• [TAREFA A] Segundo a crônica sobre o doutor João, se no mar da vida o barco é o mesmo, o que muda?
• [TAREFA B] Prossiga a crônica sobre o doutor João a partir do ponto em que ela para.

• [TEXTO]
ÀS PORTAS DO “DOUTOR JOÃO”
Eu o conheci há muitos anos e a despeito do tempo vejo que ele continua ali, firme na sua luta diária em acreditar que todos os milagres da vida transcendem em vontade resiliente, a qualquer tempo, todas as dificuldades de qualquer espaço.
Sinto que trabalha como se a cada dia lhe permeasse o entusiasmo do primeiro dia de médico.
Digo-lhes que o meu amigo, esse de quem vez ou outra sempre conto uma história por aqui, é um daqueles “básicos” médicos que já aprendeu, não apenas nas páginas herméticas dos livros de medicina mas em extenuante campo contínuo do exercício perplexo do seu dia-a dia de médico, que há doenças que fazem doenças, espaços que fazem doenças, atitudes que fazem doenças, palanques que fazem doenças, destinos que fazem doenças, holísticos abandonos que fazem doenças, enfim, aprendeu que "trabalhar saúde" é um complexo e milagroso rearranjo das possibilidades possíveis e principalmente das necessidades impossíveis ao meio.
Já, fazer doença , entre Homens é um movimento silencioso e contínuo que tende ao infinito.É como se fosse Karma existencial.
Com ele entendi que, diante do todo, se estar vivo é um notório milagre que urge por Graças incessantes.
Ali, ato contínuo do tempo, me conta o doutor João que aprendeu rapidamente que, por mais complexa que seja a doença, a cura vem quando menos se espera, inclusive por pequenas atitudes não catalogadas nos livros.
Já a profilaxia sanitária é um milagre a ser reinventado pela História da humanidade.
Frases de impacto como “desde que estive aqui minha vida mudou”- ouvidas em sobressalto, num repente duma anamnese compacta, em meio ao barulho ensurdecedor do corredor, ali, vazado ao interior da sala fria , cujas paredes não acolhem sequer a intimidade dos seres, aquela ode dum paciente à sua mudança de vida dedicada ao Doutor João, ara, só poderia ser brincadeira...
Mas não era.
Aos poucos- me conta o doutor- ele foi aprendendo que resultados quase mágicos são produto do trabalho dum simples acolhimento verdadeiro, coisas inexplicáveis da obra de alma, posto que agora já acredita que até aquelas suas paredes inanimadas realmente têm ouvidos.
Coisa tão simples de se constatar pela existência: Nunca há acolhimento em canto algum... sem amor pelo que se faz e sem empatia para com o seu igual.
No mar da vida o barco é o mesmo...mudam apenas as acomodações.
Acolhimento?
Sim, algo que não é um termo técnico e frio só para se embelezar políticas públicas de eficiência duvidosa. ACOLHIMENTO: do verbo acolher para se poder colher resultados humanísticos, o verdadeiro objetivo da arte médica, desde que o Homem resolveu acolher a si mesmo no processo complexo de “saúde-doença”.
E pela sua trajetória, doutor João já faz coleção de auscultas inusitadas, proferidas da insistência lingüística dos tantos agradecimentos que vêm do coração de gente tão refinadamente simples, em avalanche de reconhecimentos anônimos ao mundo, limitados àquele seu espaço invisível: uma infinidade de “obrigados” vindos muitas vezes em vários dialetos representativos desse Brasil tão grande, de tantos Brasis distintos sofridos e belos, que vez ou outra o colocam pensativo.

• [MATERIAL FORNECIDO]

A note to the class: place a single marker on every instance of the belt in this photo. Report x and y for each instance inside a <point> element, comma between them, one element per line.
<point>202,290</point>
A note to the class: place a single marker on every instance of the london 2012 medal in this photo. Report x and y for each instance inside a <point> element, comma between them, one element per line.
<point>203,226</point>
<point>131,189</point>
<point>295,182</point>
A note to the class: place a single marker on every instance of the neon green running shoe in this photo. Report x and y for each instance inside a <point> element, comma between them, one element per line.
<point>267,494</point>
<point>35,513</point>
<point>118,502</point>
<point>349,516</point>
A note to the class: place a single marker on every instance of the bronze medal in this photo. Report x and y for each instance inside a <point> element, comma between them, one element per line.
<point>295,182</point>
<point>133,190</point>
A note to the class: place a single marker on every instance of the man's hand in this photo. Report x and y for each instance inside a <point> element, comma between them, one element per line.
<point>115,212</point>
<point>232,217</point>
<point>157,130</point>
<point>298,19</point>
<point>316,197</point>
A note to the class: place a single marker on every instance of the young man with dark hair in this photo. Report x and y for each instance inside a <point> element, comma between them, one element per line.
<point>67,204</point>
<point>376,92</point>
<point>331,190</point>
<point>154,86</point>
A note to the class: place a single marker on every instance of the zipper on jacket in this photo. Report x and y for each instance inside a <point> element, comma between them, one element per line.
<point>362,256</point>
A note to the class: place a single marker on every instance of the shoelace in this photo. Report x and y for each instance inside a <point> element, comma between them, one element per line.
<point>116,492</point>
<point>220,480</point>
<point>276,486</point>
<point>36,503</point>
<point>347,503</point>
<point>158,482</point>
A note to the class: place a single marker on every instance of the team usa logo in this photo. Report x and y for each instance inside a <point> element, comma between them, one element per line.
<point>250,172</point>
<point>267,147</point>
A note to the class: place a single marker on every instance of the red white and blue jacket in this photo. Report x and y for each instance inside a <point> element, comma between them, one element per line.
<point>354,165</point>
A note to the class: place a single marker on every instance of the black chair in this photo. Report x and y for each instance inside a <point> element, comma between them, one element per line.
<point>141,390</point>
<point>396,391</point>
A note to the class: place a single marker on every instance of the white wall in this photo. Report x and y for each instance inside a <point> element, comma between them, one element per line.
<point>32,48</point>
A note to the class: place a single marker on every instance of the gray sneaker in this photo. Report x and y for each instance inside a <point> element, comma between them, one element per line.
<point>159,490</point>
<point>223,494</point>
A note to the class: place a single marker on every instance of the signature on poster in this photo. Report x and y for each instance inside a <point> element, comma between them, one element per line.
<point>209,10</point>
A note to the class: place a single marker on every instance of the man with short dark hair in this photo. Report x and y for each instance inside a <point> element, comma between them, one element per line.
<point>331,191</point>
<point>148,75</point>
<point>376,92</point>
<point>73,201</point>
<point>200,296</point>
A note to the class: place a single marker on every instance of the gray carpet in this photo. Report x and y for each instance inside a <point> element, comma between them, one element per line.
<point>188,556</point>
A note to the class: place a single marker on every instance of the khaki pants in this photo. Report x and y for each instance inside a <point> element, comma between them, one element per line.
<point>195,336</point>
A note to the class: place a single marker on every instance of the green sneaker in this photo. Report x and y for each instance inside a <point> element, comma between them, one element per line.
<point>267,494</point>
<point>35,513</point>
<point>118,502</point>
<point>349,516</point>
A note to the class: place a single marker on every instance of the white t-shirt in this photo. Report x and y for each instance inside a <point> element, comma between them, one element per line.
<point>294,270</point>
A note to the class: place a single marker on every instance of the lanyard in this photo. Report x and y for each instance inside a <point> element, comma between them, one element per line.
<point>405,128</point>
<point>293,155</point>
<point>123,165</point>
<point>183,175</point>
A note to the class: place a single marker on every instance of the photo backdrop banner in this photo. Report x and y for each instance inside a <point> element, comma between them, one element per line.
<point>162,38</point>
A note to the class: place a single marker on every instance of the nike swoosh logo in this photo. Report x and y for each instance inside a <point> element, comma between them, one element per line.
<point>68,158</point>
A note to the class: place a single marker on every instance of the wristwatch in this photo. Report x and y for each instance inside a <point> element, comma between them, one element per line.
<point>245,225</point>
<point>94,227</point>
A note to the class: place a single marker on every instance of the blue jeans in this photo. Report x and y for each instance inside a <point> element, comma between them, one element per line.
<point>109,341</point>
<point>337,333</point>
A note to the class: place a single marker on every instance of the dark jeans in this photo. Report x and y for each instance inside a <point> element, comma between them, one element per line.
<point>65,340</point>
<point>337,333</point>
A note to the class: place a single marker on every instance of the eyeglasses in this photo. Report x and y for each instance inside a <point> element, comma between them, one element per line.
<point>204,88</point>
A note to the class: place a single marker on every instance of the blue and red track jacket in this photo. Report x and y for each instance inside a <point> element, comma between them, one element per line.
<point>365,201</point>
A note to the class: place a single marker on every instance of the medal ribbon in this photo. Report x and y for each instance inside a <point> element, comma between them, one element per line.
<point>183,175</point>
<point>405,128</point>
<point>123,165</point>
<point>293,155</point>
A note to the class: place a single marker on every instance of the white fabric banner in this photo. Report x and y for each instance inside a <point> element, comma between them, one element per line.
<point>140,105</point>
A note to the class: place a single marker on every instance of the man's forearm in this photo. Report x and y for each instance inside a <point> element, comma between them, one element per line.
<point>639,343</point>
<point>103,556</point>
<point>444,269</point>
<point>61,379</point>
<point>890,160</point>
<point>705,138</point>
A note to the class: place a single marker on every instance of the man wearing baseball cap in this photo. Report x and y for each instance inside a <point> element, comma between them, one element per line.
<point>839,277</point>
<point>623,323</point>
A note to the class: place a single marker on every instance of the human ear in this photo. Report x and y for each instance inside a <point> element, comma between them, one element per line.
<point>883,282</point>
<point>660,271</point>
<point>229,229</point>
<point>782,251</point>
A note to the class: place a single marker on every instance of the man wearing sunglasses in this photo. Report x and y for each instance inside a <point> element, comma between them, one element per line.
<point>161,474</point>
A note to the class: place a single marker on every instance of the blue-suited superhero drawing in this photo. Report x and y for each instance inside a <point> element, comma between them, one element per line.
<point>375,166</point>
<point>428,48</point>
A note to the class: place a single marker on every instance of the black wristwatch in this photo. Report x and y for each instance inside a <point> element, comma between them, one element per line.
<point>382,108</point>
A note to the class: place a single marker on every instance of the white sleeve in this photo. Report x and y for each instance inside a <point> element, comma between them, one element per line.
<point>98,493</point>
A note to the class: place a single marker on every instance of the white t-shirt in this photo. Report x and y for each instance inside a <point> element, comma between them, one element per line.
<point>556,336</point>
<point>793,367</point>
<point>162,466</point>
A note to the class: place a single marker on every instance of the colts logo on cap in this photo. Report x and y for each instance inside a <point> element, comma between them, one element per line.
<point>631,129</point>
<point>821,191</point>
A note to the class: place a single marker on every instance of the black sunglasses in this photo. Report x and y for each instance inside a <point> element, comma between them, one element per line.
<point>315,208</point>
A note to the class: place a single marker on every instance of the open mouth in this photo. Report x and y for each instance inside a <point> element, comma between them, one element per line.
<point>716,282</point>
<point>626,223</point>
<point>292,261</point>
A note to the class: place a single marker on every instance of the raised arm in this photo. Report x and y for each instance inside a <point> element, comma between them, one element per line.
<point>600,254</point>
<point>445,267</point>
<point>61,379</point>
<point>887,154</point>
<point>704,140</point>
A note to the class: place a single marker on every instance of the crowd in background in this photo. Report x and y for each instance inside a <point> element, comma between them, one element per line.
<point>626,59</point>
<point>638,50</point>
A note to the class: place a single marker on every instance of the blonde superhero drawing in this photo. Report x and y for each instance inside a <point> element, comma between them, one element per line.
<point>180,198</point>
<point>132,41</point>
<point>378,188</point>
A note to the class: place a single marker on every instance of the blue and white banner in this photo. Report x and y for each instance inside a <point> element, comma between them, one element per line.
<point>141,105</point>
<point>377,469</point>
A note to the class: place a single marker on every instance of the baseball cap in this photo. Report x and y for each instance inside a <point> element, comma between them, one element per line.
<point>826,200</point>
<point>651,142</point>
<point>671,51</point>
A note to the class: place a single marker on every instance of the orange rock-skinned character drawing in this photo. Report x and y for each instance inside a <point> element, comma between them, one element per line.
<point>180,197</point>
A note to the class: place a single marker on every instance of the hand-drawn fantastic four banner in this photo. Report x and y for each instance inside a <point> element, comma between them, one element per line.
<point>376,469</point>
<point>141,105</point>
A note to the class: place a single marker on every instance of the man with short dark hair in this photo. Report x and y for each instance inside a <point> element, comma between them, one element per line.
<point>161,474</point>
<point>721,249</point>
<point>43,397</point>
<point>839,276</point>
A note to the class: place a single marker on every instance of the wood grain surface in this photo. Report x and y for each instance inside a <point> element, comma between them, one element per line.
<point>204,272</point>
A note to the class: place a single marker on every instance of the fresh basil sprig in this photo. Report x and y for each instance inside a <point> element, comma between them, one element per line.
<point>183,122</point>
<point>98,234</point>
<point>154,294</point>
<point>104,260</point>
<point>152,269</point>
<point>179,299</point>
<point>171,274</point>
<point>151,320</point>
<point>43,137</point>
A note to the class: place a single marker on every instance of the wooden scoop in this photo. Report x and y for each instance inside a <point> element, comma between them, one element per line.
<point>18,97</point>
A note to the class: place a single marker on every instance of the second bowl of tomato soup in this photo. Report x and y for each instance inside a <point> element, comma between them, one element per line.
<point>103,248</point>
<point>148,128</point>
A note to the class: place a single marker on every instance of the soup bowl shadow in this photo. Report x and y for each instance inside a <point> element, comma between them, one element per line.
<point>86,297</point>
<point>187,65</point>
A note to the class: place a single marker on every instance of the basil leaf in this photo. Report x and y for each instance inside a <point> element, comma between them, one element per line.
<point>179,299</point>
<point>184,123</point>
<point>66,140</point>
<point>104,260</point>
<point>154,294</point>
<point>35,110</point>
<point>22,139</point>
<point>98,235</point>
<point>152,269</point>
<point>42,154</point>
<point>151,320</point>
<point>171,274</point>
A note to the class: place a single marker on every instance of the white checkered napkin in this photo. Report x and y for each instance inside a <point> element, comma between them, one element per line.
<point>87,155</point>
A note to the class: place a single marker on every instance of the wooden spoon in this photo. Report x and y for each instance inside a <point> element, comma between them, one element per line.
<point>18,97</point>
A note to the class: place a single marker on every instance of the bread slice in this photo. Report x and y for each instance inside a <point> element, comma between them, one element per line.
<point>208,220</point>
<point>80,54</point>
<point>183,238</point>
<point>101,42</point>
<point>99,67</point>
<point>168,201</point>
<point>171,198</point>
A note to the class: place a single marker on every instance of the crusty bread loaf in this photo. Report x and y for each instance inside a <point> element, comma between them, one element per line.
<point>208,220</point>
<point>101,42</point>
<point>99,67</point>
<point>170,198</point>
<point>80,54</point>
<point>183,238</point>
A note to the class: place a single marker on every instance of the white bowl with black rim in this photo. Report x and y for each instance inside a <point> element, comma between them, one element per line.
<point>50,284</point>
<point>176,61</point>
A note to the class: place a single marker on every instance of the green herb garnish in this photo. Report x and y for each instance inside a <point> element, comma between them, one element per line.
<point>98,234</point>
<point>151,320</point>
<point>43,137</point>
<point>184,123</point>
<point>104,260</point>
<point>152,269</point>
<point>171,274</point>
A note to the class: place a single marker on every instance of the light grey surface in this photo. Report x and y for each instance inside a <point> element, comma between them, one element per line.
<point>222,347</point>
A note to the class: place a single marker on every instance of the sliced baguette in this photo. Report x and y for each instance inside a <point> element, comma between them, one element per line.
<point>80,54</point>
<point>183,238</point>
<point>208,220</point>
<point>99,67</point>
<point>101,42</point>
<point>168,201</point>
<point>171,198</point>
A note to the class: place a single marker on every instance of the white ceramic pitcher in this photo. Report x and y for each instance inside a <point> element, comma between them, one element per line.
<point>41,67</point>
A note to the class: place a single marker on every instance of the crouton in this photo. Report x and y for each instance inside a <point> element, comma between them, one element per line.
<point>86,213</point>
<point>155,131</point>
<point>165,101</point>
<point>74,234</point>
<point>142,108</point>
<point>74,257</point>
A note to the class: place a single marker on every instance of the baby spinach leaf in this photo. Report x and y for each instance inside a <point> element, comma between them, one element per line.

• [RESPOSTA A] Mudam apenas as acomodações.

• [RESPOSTA B]
“Obrigados”, jóias raras sem preço material, tatuados no seu tempo de médico, que vêm e que hoje voltam desesperançados da cidade grande que já não ilude de sonhos intangíveis aos que aqui chegaram para a busca duma vida digna.
Todavia, aquela sua gente de tantos e tantos anos o ensina que no exercício da arte médica há sempre uma poção de magia a ser exercitada, uma troca simbiótica de emoções inenarráveis às letras, cujo ensinamento também não está nos livros didáticos.
Há movimentos que só se aprende vivenciando sua própria dinâmica de vida.
Aprendeu o meu amigo que “ gente de todas as gentes” sempre nos ensina às demais gentes; e com o tempo doutor João entendeu o milagre na mais intrigante lição profissional trazida até ele:
"Sorriso, olhos e aperto de mão são remédios, potentes, milagrosos ressuscitadores e promotores de saúde”.
Ele então, como se procurasse respostas para aquela procissão de gente perene à sua porta, certa vez me desabafou: ”às vezes vou à exaustão, mas eles me fazem sentir que sou mágico, embora eu só seja feito do mesmo barro deles”.
Doutor João não é mágico, eu sei, nunca foi e decerto que nunca será.
Mas confesso: com o tempo dele eu aprendi que ali é preciso se ser ininterruptamente mágico para se continuar a seguir de coração inteiro.
Ali, ele continua a ser um insistente e básico soldado em campo da saúde esquecida, algo incansável, cuja missão a cada dia- e sempre mais”- é ao menos tentar resolver, mais remediar, todos os problemas do mundo insolúvel, inclusive aqueles que fazem e mantém doenças ratificadas e diplomadas, sem que as enxerguemos muito claramente quanto às suas etiopatogenias perenes e sociais.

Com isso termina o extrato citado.